■ **Exercise instructions**:
Rewrite the listing lines starting at the line that contains "locate forest floor -- one point per instance" and ending at the line that contains "(1101, 311)", swapping "humvee" for "Humvee" and keeping everything else the same. Leave the pictures out of the answer.

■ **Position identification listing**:
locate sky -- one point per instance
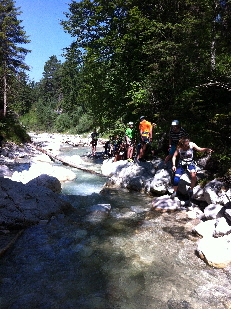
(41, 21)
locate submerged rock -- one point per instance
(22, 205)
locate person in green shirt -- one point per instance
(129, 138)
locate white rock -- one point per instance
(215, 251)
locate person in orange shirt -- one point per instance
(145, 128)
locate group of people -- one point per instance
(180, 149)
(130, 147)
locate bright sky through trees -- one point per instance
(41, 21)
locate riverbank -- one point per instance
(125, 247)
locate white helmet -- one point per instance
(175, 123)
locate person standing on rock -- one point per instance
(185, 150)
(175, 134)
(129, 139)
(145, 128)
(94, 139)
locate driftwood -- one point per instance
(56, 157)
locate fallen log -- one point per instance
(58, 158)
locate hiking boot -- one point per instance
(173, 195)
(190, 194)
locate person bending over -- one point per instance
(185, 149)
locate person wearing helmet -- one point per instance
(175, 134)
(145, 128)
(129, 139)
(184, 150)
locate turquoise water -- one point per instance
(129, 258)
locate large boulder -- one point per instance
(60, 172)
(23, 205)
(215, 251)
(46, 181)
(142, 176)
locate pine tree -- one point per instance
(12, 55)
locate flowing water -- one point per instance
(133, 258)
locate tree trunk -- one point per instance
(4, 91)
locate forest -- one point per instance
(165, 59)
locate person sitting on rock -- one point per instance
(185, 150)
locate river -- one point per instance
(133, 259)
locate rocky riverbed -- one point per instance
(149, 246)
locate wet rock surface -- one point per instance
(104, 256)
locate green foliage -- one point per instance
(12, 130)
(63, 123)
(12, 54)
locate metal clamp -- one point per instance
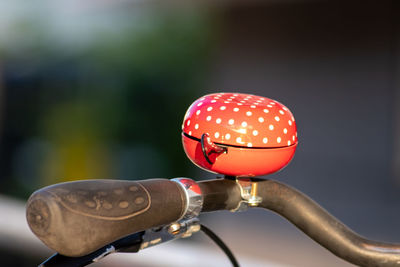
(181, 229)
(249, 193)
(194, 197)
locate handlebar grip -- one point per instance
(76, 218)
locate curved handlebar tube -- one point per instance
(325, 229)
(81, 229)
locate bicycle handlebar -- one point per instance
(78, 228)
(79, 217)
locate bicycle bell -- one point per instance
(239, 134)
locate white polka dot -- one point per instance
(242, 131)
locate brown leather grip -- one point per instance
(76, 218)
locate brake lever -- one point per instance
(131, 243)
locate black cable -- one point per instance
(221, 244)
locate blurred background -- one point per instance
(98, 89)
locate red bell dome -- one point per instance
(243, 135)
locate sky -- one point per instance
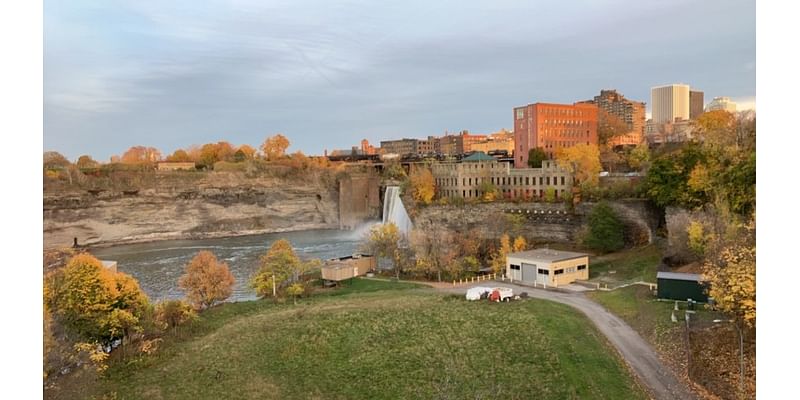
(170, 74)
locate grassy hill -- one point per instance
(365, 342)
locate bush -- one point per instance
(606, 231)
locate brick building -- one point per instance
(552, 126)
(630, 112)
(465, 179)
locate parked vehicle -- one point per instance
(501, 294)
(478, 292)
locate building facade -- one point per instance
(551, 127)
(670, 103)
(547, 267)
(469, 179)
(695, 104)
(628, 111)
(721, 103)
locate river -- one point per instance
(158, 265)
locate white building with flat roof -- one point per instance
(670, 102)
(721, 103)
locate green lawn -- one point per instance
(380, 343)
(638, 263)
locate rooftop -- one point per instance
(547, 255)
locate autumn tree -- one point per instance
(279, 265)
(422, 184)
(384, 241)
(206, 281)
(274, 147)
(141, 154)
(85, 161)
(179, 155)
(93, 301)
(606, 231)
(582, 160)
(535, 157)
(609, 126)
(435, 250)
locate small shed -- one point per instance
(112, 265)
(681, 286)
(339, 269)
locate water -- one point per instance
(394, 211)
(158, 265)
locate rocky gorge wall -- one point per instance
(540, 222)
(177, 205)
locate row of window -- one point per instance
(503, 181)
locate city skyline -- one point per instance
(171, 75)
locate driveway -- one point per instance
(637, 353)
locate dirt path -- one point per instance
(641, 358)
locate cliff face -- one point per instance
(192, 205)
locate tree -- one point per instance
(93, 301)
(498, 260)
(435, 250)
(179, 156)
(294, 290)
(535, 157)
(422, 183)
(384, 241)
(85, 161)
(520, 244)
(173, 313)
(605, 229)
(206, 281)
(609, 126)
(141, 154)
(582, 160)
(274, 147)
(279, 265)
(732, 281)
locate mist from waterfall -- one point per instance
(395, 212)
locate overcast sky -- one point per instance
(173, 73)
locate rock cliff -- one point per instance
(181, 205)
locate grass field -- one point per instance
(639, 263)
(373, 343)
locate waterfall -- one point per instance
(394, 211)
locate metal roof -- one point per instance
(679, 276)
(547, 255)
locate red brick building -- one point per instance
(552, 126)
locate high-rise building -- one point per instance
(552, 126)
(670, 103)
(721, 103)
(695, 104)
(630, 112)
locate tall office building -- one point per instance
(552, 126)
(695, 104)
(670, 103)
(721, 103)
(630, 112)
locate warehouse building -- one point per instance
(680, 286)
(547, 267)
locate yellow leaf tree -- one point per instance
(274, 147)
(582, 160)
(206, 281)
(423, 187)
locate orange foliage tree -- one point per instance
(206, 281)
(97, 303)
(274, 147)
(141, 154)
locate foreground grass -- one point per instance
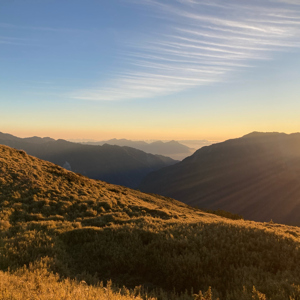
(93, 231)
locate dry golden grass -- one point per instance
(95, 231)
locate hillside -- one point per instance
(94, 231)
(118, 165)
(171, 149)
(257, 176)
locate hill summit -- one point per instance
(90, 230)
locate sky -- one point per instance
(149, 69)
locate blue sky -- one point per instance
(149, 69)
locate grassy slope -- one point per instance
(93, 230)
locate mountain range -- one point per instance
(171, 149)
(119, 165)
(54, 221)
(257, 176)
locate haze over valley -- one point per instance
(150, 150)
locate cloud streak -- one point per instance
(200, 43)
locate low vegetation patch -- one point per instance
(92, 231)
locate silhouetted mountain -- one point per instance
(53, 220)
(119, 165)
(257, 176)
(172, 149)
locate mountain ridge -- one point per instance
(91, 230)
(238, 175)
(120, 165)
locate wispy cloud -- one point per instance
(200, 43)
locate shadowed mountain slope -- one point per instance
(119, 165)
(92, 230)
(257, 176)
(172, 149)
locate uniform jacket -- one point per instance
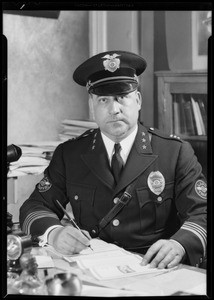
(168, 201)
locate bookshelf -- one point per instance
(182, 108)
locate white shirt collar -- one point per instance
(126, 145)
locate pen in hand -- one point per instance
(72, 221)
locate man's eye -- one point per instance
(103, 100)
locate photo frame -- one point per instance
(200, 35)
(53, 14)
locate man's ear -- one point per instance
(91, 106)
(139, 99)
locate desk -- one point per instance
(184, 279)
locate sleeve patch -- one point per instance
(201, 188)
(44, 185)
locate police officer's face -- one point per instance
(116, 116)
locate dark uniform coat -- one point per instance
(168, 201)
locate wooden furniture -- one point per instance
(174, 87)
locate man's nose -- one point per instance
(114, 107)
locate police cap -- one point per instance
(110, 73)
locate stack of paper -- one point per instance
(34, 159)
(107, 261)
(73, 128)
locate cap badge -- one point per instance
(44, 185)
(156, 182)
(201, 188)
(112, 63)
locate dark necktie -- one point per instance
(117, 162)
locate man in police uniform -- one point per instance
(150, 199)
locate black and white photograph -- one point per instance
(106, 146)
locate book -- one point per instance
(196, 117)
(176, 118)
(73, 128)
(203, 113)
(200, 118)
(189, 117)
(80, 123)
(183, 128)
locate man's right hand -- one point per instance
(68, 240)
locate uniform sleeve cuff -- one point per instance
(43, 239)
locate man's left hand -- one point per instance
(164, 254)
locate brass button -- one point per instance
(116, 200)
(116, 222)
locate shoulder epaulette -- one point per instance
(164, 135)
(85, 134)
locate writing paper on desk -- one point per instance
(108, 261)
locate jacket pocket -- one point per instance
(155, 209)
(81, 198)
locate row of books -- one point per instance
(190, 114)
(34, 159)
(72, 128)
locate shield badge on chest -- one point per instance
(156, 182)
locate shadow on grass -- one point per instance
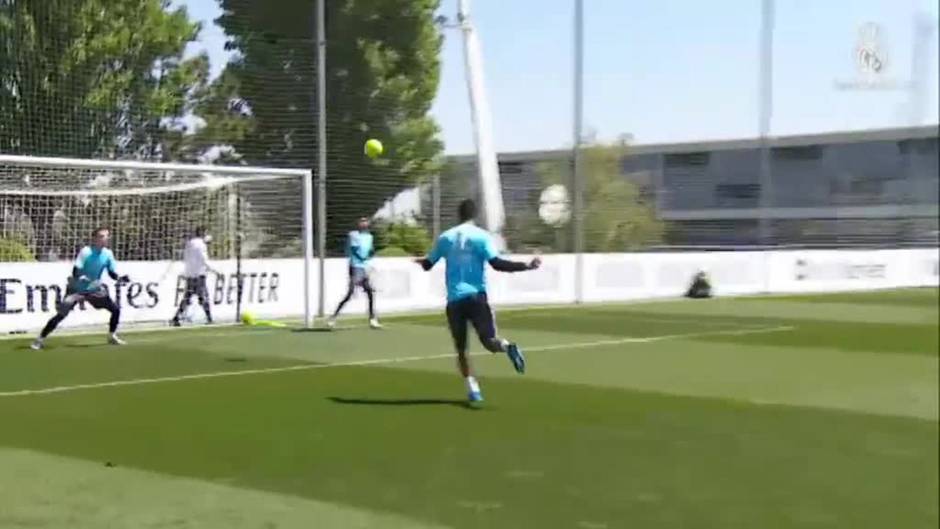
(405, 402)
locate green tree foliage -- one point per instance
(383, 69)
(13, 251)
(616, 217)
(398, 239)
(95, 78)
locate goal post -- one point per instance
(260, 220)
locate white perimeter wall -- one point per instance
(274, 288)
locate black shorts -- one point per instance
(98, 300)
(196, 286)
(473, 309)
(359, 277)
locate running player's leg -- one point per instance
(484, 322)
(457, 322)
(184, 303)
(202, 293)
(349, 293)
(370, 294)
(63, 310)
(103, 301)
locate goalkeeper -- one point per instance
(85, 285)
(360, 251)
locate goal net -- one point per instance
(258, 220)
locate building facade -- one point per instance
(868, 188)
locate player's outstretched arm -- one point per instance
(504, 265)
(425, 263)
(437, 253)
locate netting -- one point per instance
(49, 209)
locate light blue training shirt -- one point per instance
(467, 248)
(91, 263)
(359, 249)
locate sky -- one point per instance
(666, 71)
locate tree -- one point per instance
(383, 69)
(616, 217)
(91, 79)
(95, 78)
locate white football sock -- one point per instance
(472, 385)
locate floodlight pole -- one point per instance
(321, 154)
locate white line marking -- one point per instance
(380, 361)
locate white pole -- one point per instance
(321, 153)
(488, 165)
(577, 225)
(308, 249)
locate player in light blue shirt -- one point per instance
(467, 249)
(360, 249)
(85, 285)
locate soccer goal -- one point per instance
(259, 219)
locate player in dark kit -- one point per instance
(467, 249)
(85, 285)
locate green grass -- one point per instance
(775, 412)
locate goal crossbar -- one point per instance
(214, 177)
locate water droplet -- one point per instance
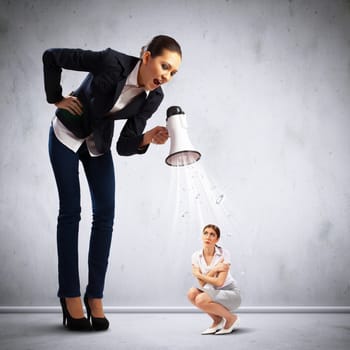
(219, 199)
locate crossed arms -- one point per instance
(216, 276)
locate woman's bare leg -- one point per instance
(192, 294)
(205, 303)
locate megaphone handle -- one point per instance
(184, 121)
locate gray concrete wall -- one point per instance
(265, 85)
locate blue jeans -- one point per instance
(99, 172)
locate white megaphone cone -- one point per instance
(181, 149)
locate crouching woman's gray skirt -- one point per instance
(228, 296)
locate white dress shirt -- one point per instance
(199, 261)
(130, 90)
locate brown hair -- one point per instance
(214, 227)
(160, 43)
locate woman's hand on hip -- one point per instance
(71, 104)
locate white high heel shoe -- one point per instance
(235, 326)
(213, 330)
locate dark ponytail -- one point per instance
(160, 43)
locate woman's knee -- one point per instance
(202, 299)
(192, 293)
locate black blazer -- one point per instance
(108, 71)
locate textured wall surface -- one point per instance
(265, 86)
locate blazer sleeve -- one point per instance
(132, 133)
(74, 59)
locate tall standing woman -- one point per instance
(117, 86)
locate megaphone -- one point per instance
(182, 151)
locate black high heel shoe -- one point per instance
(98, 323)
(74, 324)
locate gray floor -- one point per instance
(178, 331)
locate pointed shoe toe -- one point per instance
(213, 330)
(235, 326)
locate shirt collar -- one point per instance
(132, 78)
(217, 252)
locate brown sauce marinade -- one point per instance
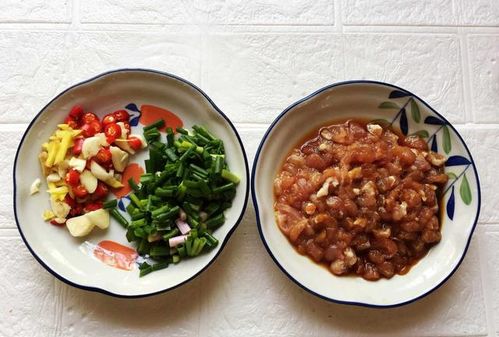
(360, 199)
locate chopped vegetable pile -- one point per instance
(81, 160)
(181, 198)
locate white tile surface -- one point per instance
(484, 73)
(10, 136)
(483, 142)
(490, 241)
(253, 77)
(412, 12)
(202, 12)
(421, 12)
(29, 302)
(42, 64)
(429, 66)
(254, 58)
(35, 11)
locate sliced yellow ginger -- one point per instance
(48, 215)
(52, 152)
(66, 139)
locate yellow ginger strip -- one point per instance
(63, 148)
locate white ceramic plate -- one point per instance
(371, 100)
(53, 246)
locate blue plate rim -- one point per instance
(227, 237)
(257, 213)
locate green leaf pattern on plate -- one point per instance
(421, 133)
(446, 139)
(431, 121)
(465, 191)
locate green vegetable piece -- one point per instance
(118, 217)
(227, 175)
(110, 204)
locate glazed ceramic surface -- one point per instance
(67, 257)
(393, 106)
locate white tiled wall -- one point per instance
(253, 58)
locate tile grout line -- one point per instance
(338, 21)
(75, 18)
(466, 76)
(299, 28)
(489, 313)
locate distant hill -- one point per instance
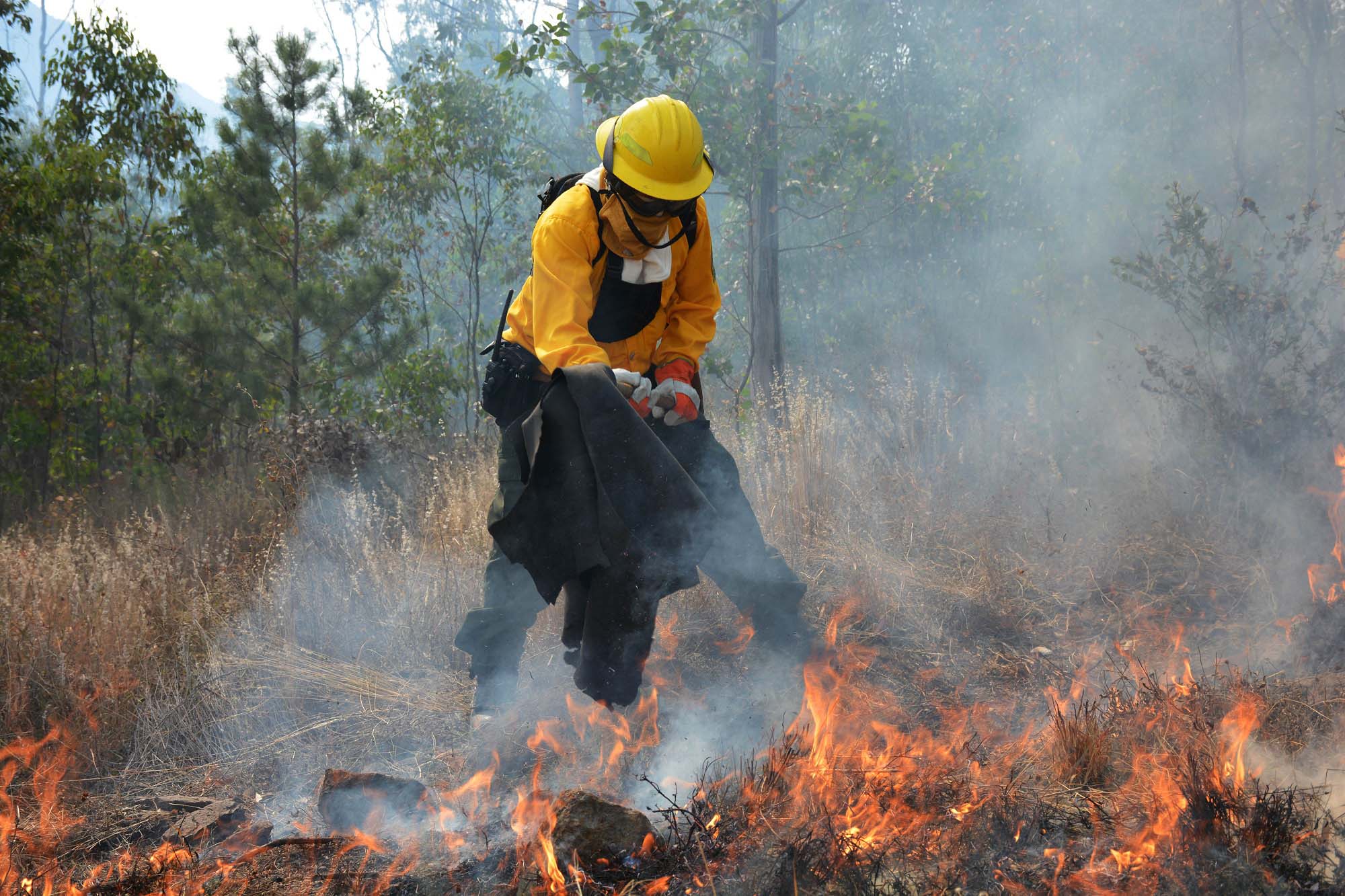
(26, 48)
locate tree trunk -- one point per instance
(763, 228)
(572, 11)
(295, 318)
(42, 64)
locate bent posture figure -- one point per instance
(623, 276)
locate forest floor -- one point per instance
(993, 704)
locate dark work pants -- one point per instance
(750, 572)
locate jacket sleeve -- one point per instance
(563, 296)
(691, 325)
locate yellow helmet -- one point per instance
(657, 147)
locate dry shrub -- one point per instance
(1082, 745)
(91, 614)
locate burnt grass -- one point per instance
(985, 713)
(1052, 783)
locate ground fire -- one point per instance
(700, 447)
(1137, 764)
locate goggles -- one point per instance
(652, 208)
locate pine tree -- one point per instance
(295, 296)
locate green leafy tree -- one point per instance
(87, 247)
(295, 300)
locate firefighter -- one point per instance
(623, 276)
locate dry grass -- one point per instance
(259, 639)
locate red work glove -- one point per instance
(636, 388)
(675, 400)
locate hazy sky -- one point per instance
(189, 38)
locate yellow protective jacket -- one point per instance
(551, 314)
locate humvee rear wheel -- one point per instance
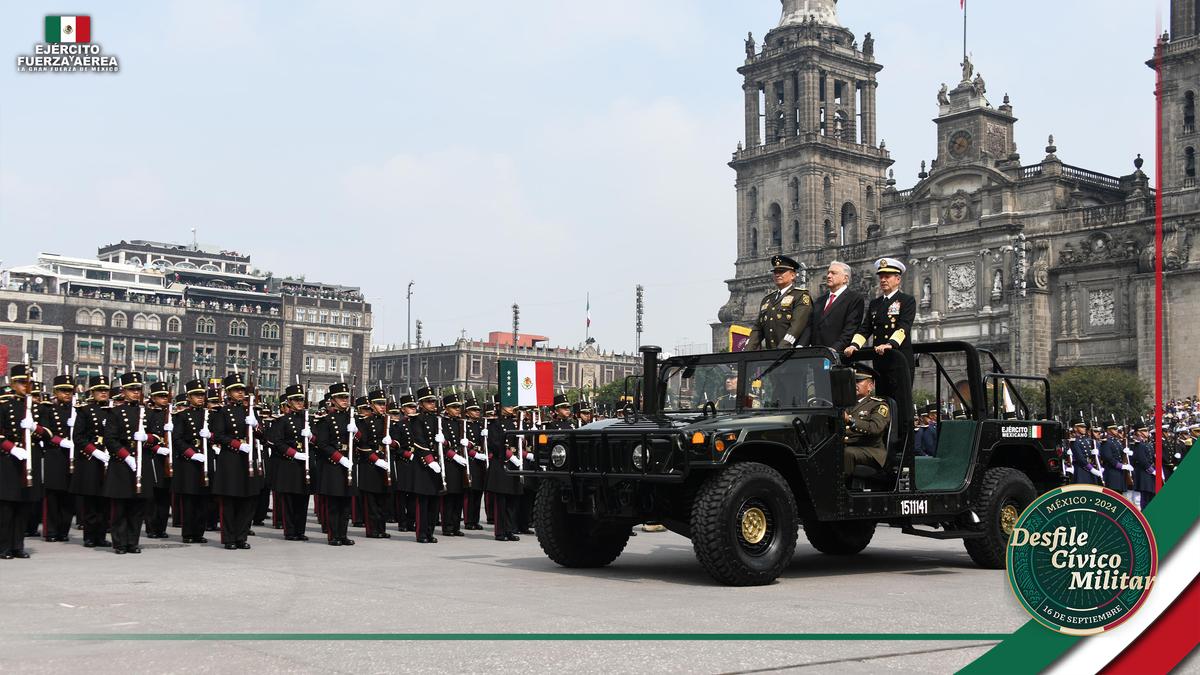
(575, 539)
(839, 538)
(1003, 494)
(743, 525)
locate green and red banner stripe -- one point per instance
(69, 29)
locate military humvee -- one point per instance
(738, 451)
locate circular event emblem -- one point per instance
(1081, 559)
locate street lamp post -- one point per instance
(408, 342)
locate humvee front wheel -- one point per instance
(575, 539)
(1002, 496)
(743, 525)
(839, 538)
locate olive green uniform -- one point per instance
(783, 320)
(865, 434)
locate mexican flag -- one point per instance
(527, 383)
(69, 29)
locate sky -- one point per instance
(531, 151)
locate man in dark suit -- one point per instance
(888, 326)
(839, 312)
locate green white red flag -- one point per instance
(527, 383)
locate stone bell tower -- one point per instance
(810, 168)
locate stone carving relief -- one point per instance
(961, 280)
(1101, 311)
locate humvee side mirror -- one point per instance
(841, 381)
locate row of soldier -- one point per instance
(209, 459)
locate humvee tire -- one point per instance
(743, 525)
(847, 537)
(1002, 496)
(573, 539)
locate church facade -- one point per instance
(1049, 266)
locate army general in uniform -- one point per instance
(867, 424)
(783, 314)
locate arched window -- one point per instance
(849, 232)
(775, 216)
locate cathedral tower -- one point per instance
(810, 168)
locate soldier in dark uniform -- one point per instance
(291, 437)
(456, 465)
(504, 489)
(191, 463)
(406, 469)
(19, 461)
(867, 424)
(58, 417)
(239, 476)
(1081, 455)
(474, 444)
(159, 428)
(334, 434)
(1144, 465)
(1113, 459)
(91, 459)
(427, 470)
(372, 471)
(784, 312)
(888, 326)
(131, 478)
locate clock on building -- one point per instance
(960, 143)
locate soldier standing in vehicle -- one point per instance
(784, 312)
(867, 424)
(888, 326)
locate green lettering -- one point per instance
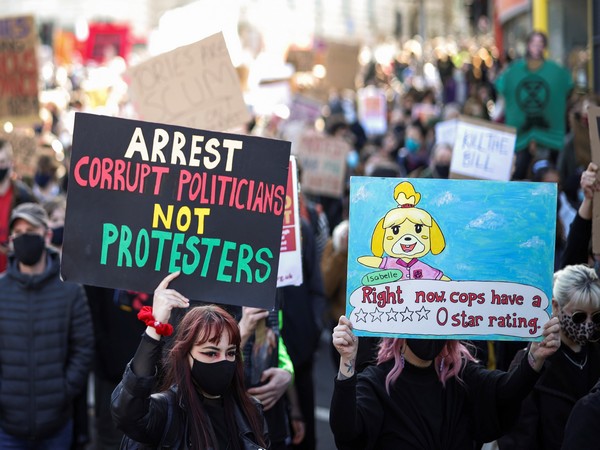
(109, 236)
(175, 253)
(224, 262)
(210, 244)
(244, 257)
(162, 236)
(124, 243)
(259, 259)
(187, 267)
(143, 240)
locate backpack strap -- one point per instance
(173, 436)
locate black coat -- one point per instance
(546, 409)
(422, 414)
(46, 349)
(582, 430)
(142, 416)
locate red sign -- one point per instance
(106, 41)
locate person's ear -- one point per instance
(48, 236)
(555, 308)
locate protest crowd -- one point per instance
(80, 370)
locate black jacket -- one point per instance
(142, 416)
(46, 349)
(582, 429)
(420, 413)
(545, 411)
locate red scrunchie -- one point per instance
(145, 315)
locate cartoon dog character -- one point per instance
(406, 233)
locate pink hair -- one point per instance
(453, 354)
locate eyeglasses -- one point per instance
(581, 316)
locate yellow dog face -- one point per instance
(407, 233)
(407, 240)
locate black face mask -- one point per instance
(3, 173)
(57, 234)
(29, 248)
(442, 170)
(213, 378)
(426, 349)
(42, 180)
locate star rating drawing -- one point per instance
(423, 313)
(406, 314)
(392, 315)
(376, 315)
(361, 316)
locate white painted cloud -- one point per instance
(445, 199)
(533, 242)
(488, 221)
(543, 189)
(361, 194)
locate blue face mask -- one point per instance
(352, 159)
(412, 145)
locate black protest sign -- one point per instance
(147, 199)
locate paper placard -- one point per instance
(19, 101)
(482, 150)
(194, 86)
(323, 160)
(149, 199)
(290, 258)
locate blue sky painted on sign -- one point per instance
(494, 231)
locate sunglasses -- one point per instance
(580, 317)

■ **Solution**:
locate forest floor -- one point per instance
(993, 704)
locate dark work pants -- one point per instance
(750, 572)
locate jacket sleeve -- one point per instance
(563, 296)
(691, 325)
locate yellow helmet -- one point per instance
(657, 147)
locate dry shrub -- one point per instance
(1082, 745)
(91, 614)
locate burnt grass -- one point per instance
(985, 713)
(1052, 783)
locate ground fire -- one point per instance
(700, 447)
(1137, 764)
locate goggles -- one point per instance
(652, 208)
locate pine tree -- one point per instance
(295, 296)
locate green leafy tree -- one point per instance
(87, 247)
(295, 300)
locate firefighter -- one point per instance
(623, 276)
locate dry grass -- one point per instance
(259, 639)
locate red work glove -- one point per instance
(636, 388)
(675, 400)
locate hazy sky -- one point per instance
(189, 38)
locate yellow protective jacket -- one point per instance
(551, 314)
locate Humvee rear wheel -- one point per instance
(575, 539)
(839, 538)
(1003, 494)
(743, 525)
locate green and red banner stripe -- one point per instance
(69, 29)
locate military Humvee -- one point per instance
(738, 451)
locate circular event emblem -- one point per instance
(1081, 559)
locate street lamp post -- one point per instance
(408, 342)
locate Humvee front wheel -- one point per instance
(575, 539)
(1002, 496)
(743, 525)
(839, 538)
locate olive green uniform -- one point per instance
(783, 320)
(865, 434)
locate mexican flag -- one point per instance
(527, 383)
(69, 29)
locate sky -- one point per instance
(531, 151)
locate man in dark suit -- one point per instance
(888, 326)
(839, 312)
locate green white red flag -- one point per instance
(527, 383)
locate stone bell tower -- one point per instance
(810, 168)
locate stone carving relief -- one point per instance
(961, 280)
(1101, 311)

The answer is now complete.